▶ WRITTEN EXERCISE
Print every line of the listing exactly, please.

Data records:
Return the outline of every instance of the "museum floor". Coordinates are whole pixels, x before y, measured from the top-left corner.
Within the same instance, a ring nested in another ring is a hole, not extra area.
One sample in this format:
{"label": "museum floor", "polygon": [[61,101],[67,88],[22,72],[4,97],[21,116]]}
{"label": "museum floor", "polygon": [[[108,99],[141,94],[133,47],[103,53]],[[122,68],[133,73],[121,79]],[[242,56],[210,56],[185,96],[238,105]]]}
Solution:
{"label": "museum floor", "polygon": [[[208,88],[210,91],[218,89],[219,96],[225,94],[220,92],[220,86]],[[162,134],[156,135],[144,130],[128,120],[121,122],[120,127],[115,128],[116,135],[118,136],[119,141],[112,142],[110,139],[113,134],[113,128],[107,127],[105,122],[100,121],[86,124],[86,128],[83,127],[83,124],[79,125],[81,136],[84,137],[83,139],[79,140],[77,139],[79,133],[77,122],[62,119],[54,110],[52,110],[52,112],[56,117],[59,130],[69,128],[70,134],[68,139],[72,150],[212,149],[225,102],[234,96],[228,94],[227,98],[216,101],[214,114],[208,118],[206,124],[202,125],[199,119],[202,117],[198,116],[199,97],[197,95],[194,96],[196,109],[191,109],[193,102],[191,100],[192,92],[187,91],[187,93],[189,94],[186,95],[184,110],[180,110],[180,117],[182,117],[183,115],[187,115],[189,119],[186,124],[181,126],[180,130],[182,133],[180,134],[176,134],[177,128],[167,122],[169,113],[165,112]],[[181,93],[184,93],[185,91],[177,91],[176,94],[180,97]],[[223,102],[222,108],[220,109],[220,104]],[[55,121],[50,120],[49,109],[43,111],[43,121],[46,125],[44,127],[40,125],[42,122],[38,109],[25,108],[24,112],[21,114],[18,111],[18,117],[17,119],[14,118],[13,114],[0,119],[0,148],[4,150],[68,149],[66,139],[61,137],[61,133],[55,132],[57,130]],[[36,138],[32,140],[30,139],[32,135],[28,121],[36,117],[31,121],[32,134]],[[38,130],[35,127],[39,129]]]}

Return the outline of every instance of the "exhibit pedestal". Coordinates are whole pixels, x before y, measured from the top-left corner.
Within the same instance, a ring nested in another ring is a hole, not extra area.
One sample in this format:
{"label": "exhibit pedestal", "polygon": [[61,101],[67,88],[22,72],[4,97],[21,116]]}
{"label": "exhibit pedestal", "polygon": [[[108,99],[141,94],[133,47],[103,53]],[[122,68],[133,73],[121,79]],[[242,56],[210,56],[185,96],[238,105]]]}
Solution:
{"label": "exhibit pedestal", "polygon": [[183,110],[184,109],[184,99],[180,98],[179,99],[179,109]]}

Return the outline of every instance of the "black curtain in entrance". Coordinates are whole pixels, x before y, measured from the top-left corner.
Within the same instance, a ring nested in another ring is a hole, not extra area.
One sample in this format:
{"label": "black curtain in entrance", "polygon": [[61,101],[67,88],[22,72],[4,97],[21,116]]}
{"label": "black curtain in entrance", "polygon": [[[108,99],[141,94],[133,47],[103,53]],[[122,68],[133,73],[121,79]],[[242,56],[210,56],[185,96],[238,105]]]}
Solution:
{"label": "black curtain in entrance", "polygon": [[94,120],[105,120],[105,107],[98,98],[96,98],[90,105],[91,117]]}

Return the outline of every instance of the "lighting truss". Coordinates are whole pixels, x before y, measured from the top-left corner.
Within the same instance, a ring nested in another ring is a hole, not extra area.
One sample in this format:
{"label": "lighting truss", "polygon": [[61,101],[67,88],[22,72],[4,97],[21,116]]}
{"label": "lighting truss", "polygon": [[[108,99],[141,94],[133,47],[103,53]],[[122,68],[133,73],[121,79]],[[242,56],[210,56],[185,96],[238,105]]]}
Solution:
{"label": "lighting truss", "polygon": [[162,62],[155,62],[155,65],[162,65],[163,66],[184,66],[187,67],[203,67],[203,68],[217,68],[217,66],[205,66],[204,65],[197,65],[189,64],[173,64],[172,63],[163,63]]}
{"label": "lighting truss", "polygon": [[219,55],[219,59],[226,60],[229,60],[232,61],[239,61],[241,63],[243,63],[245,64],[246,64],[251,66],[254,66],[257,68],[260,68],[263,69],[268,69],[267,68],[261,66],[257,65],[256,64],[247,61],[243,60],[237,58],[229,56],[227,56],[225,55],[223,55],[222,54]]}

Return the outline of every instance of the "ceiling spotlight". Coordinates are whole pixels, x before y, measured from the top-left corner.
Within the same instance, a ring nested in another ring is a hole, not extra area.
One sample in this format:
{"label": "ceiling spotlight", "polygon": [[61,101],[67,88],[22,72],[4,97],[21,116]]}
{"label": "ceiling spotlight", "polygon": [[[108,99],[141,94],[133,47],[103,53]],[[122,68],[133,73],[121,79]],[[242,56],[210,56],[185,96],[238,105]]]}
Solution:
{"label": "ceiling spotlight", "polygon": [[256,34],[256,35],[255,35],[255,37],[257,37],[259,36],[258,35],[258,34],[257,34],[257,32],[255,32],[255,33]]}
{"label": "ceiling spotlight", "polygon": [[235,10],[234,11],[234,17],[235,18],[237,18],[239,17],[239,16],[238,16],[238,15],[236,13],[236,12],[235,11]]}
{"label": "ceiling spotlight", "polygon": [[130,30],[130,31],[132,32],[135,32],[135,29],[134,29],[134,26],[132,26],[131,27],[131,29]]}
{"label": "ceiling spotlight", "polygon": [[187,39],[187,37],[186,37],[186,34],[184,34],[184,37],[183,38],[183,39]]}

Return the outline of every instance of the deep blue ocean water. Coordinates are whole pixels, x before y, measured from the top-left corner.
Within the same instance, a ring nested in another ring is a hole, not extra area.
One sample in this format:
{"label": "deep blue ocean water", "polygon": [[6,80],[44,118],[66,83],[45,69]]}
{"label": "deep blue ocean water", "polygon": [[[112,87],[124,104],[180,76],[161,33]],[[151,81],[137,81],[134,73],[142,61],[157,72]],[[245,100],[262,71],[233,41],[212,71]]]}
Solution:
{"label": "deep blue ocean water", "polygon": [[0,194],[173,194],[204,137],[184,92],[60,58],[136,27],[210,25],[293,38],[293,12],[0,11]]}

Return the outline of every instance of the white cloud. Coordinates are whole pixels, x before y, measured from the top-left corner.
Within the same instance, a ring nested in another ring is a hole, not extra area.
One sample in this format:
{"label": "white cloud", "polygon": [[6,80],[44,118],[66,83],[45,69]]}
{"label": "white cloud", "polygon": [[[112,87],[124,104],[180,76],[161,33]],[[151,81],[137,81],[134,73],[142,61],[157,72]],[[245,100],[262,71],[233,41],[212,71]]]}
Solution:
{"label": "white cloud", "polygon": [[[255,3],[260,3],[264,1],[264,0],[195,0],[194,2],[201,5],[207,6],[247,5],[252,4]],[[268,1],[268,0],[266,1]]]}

▶ PROBLEM SOLUTION
Return the outline of every instance of the "museum floor". Coordinates are whole pixels, x before y, measured from the top-left corner.
Within the same instance, a ring nested in another ring is a hole, not extra area.
One sample in this format:
{"label": "museum floor", "polygon": [[61,101],[67,88],[22,72],[4,97],[21,116]]}
{"label": "museum floor", "polygon": [[[108,99],[141,94],[133,47],[103,53]],[[122,68],[133,73],[121,79]],[[242,56],[210,56],[185,96],[238,105]]]}
Solution:
{"label": "museum floor", "polygon": [[[208,88],[210,91],[218,89],[219,96],[225,94],[220,92],[220,86]],[[162,134],[156,135],[144,130],[128,120],[121,122],[120,127],[115,128],[116,135],[118,136],[119,141],[112,142],[110,139],[113,134],[113,128],[107,127],[105,122],[100,121],[86,124],[86,128],[83,127],[83,124],[79,125],[81,136],[84,137],[83,139],[79,140],[77,139],[79,133],[77,122],[62,119],[54,110],[52,110],[52,112],[56,117],[59,130],[69,128],[70,134],[68,139],[72,150],[212,149],[225,102],[234,96],[228,94],[227,98],[216,101],[214,114],[208,118],[206,124],[202,125],[199,119],[202,117],[198,116],[199,97],[197,95],[194,96],[196,109],[191,109],[193,102],[191,100],[192,92],[187,91],[187,93],[189,94],[186,95],[184,110],[180,110],[180,117],[182,117],[183,115],[187,115],[189,119],[186,124],[181,126],[180,130],[182,133],[180,134],[176,134],[177,128],[167,122],[169,113],[165,112]],[[181,93],[184,93],[185,91],[177,91],[176,94],[180,97]],[[223,102],[222,108],[220,109],[220,104]],[[55,121],[50,120],[49,109],[43,111],[43,121],[46,125],[44,127],[40,125],[42,122],[38,109],[25,108],[24,112],[21,114],[18,111],[18,117],[17,119],[14,118],[13,114],[0,119],[0,148],[4,150],[68,149],[66,139],[61,137],[61,133],[55,132],[57,130]],[[36,138],[32,140],[30,139],[32,135],[28,121],[36,117],[31,121],[32,134]],[[38,130],[35,127],[39,129]]]}

Return the outline of every instance of the "exhibit pedestal". Coordinates are whole pixels, x before y, measured from the top-left corner.
Within the same instance, a ring nested in another ring is a hole, not extra area.
One sample in this format:
{"label": "exhibit pedestal", "polygon": [[61,101],[67,88],[22,72],[4,97],[21,116]]}
{"label": "exhibit pedestal", "polygon": [[[108,99],[141,94],[133,47],[103,53]],[[122,68],[133,73],[121,79]],[[242,56],[210,56],[185,96],[238,105]]]}
Solution:
{"label": "exhibit pedestal", "polygon": [[183,110],[184,109],[184,99],[180,98],[179,99],[179,109]]}

Return the outline of every instance of the "black curtain in entrance". Coordinates are whole pixels, x before y, measured from the top-left corner.
Within the same instance, a ring nested in another ring is a hole, not extra area.
One sample in this format:
{"label": "black curtain in entrance", "polygon": [[61,101],[67,88],[22,72],[4,97],[21,116]]}
{"label": "black curtain in entrance", "polygon": [[[108,99],[141,94],[133,47],[103,53]],[[122,68],[133,73],[121,79]],[[242,56],[210,56],[185,96],[238,105]]]}
Solution:
{"label": "black curtain in entrance", "polygon": [[94,120],[105,120],[105,107],[98,98],[96,98],[90,105],[91,117]]}

Return the outline of every instance of the "lighting truss". Coordinates are whole pixels, x before y, measured from the top-left corner.
Within the same instance, a ring nested in another ring is a hole, not extra area.
One sample in this format:
{"label": "lighting truss", "polygon": [[61,101],[67,88],[22,72],[4,97],[21,116]]}
{"label": "lighting truss", "polygon": [[[108,99],[141,94],[133,47],[103,53]],[[122,68],[133,73],[121,79]],[[242,56],[210,56],[185,96],[238,105]]]}
Solution:
{"label": "lighting truss", "polygon": [[162,62],[155,62],[155,65],[162,65],[163,66],[184,66],[187,67],[203,67],[203,68],[217,68],[217,66],[205,66],[204,65],[197,65],[189,64],[173,64],[172,63],[163,63]]}
{"label": "lighting truss", "polygon": [[219,55],[219,59],[226,60],[229,60],[232,61],[239,61],[241,63],[243,63],[245,64],[246,64],[251,66],[254,66],[257,68],[260,68],[263,69],[268,69],[267,68],[261,66],[257,65],[256,64],[247,61],[243,60],[237,58],[229,56],[227,56],[225,55],[223,55],[222,54]]}

Return the outline of every instance of the "ceiling spotlight". Coordinates are whole pixels, x before y, measured from the top-left corner.
Within the same instance, a ring nested in another ring is a hole, not extra area.
One sample in this format:
{"label": "ceiling spotlight", "polygon": [[61,101],[67,88],[22,72],[4,97],[21,116]]}
{"label": "ceiling spotlight", "polygon": [[[108,99],[141,94],[133,47],[103,53]],[[122,68],[133,73],[121,79]],[[242,56],[210,56],[185,96],[238,105]]]}
Solution:
{"label": "ceiling spotlight", "polygon": [[256,34],[256,35],[255,35],[255,37],[257,37],[259,36],[258,35],[258,34],[257,34],[257,32],[255,32],[255,33]]}
{"label": "ceiling spotlight", "polygon": [[235,10],[234,11],[234,17],[235,18],[237,18],[239,17],[239,16],[238,16],[238,15],[236,13],[236,12],[235,11]]}
{"label": "ceiling spotlight", "polygon": [[130,30],[130,31],[132,32],[135,32],[135,29],[134,29],[134,26],[132,26],[131,27],[131,29]]}
{"label": "ceiling spotlight", "polygon": [[187,39],[187,37],[186,37],[186,34],[184,34],[184,37],[183,38],[183,39]]}

Return the outline of every instance of the deep blue ocean water. Coordinates are whole pixels, x before y, measured from the top-left corner.
Within the same instance, a ring nested in another ring is a hole, not extra area.
One sample in this format:
{"label": "deep blue ocean water", "polygon": [[6,80],[44,118],[66,83],[45,69]]}
{"label": "deep blue ocean water", "polygon": [[[112,87],[124,104],[180,76],[161,33]],[[151,81],[137,81],[134,73],[142,61],[157,72]],[[245,100],[262,71],[233,41],[212,71]]]}
Solution:
{"label": "deep blue ocean water", "polygon": [[0,194],[173,194],[204,137],[184,92],[60,58],[136,27],[210,25],[293,38],[293,12],[0,11]]}

Return the outline of every instance of the white cloud. Coordinates are whole pixels, x before y, measured from the top-left corner.
Within the same instance, a ring nested in another ring is a hole, not extra area.
One sample in this format:
{"label": "white cloud", "polygon": [[6,80],[44,118],[66,83],[45,69]]}
{"label": "white cloud", "polygon": [[[112,87],[124,104],[180,76],[161,33]],[[151,81],[137,81],[134,73],[142,61],[157,72]],[[245,100],[262,71],[233,41],[212,71]]]}
Solution:
{"label": "white cloud", "polygon": [[[255,3],[260,3],[264,1],[264,0],[195,0],[194,2],[201,5],[207,6],[247,5],[252,4]],[[268,1],[268,0],[266,1]]]}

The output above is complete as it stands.